== Dados da tarefa ==

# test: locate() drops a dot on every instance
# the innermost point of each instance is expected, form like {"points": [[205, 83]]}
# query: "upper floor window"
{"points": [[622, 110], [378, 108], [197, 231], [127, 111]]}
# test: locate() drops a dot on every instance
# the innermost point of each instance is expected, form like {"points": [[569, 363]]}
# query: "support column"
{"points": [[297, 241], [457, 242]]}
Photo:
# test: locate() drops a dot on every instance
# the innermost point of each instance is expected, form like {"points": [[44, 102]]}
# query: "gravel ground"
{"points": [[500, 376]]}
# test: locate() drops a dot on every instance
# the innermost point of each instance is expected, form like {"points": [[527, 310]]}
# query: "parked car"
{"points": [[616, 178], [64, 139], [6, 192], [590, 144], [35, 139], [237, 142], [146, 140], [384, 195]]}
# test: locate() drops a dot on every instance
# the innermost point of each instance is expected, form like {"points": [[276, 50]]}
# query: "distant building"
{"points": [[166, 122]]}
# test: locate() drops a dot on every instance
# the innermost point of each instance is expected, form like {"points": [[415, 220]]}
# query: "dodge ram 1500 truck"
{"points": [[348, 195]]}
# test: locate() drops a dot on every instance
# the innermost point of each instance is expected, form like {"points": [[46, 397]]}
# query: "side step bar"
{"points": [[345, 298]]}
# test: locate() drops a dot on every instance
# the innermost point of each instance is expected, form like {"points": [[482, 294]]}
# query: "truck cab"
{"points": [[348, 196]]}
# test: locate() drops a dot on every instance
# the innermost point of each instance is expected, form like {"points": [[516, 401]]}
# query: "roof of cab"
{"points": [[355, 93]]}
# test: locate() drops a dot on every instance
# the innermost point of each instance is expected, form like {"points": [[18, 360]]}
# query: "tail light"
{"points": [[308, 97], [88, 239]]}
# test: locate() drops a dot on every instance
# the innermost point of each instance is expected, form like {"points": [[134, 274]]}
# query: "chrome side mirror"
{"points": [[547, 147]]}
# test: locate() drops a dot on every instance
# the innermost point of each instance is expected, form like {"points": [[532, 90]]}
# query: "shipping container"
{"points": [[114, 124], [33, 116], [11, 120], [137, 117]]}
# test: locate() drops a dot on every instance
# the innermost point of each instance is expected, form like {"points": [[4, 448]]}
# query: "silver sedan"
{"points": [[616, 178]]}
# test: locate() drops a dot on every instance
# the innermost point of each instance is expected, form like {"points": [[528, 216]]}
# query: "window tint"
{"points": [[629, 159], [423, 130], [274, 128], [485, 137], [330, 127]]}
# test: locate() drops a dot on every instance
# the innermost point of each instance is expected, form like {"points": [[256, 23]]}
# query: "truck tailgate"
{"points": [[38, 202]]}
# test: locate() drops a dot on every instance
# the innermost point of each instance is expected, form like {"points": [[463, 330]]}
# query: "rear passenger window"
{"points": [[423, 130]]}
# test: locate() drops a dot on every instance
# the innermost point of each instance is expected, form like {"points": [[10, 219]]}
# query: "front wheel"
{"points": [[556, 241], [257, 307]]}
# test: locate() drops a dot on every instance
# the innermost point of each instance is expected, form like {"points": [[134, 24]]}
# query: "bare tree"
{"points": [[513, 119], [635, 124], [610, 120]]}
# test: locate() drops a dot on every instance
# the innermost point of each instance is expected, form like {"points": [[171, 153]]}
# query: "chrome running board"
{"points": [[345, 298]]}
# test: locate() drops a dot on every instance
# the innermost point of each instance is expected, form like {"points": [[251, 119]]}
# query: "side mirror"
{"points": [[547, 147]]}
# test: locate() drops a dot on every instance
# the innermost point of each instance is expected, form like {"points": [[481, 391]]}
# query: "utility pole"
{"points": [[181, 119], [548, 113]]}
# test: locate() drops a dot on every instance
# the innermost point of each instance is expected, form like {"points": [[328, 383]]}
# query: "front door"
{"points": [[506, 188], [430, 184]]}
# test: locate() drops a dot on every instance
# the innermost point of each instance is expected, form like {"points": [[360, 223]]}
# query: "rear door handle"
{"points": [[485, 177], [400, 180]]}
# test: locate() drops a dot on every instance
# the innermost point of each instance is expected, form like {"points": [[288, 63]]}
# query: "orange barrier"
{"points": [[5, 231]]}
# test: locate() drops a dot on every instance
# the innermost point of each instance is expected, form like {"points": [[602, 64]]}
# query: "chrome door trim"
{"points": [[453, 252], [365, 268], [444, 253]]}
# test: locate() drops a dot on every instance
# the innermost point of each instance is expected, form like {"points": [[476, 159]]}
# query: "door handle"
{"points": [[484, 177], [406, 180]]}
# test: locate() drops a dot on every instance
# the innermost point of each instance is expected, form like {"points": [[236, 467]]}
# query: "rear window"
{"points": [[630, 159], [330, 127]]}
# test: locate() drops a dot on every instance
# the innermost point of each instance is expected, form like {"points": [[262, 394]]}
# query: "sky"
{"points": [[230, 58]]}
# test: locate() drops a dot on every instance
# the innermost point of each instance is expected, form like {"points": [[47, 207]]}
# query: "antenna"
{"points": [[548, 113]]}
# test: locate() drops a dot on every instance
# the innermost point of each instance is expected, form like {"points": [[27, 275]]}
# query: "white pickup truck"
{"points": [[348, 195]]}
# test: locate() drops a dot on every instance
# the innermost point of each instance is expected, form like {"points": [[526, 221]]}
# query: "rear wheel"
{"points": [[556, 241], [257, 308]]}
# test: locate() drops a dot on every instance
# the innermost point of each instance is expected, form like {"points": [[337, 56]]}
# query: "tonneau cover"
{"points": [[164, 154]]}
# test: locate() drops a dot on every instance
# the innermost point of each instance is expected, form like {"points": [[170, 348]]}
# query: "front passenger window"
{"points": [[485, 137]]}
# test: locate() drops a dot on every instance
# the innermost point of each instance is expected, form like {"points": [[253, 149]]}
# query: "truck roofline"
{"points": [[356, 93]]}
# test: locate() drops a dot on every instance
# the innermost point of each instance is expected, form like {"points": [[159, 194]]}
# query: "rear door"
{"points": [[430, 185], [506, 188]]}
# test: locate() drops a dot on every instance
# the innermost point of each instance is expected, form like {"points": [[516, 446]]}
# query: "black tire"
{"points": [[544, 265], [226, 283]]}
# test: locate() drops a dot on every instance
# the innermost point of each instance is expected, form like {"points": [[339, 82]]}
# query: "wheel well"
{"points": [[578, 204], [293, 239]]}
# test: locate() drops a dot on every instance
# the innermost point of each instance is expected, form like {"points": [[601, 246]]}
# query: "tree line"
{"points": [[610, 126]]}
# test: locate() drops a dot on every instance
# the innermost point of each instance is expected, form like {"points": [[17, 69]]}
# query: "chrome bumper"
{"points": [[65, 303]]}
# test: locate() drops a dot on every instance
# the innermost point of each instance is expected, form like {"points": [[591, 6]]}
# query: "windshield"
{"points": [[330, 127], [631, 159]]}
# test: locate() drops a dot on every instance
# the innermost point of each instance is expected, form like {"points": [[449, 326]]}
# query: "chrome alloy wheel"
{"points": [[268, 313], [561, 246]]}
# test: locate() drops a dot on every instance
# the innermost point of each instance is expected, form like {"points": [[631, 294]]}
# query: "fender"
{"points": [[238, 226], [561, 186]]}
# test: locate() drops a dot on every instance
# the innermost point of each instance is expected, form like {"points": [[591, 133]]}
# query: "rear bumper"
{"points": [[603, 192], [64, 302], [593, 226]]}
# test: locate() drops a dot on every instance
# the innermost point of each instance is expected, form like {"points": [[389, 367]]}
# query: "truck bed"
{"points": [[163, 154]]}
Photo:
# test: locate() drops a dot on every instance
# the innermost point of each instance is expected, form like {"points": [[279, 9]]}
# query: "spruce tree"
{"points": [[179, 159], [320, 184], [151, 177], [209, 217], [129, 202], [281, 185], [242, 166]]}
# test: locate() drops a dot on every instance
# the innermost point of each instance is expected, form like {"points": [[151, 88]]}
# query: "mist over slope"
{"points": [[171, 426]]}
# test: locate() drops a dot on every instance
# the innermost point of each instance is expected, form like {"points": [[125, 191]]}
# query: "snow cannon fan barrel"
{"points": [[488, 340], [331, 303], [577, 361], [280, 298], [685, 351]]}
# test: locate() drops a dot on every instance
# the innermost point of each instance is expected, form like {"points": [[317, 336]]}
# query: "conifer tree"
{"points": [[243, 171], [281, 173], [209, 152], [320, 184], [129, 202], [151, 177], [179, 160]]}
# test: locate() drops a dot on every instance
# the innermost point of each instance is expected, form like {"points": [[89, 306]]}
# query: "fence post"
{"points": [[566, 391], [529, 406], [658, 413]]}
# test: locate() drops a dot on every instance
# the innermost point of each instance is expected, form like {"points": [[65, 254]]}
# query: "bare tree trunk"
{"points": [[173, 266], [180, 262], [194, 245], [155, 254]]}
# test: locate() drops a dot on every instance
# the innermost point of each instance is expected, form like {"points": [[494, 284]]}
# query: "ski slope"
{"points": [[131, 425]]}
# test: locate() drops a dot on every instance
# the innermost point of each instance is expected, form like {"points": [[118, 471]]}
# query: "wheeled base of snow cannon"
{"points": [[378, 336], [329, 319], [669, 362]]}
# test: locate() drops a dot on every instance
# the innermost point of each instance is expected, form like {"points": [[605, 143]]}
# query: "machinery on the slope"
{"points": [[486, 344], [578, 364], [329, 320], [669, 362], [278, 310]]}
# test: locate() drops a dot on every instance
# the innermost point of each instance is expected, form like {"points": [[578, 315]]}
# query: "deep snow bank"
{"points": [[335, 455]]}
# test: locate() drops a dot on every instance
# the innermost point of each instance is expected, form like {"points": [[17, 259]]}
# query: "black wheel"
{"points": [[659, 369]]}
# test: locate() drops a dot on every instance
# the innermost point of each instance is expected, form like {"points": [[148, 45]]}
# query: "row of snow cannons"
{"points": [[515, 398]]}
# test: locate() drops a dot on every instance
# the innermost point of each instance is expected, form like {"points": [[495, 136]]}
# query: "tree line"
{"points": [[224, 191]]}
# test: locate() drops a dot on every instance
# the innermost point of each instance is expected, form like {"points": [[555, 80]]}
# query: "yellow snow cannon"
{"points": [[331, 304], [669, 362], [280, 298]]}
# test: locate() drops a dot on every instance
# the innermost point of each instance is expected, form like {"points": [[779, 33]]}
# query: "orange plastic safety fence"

===

• [Sua tarefa]
Reúna, por favor, todas as linhas do material que contêm a palavra "chrome". Diferencie maiúsculas de minúsculas.

• [Solução do exercício]
# query: "chrome side mirror"
# query: "chrome running board"
# query: "chrome door trim"
# query: "chrome bumper"
# query: "chrome alloy wheel"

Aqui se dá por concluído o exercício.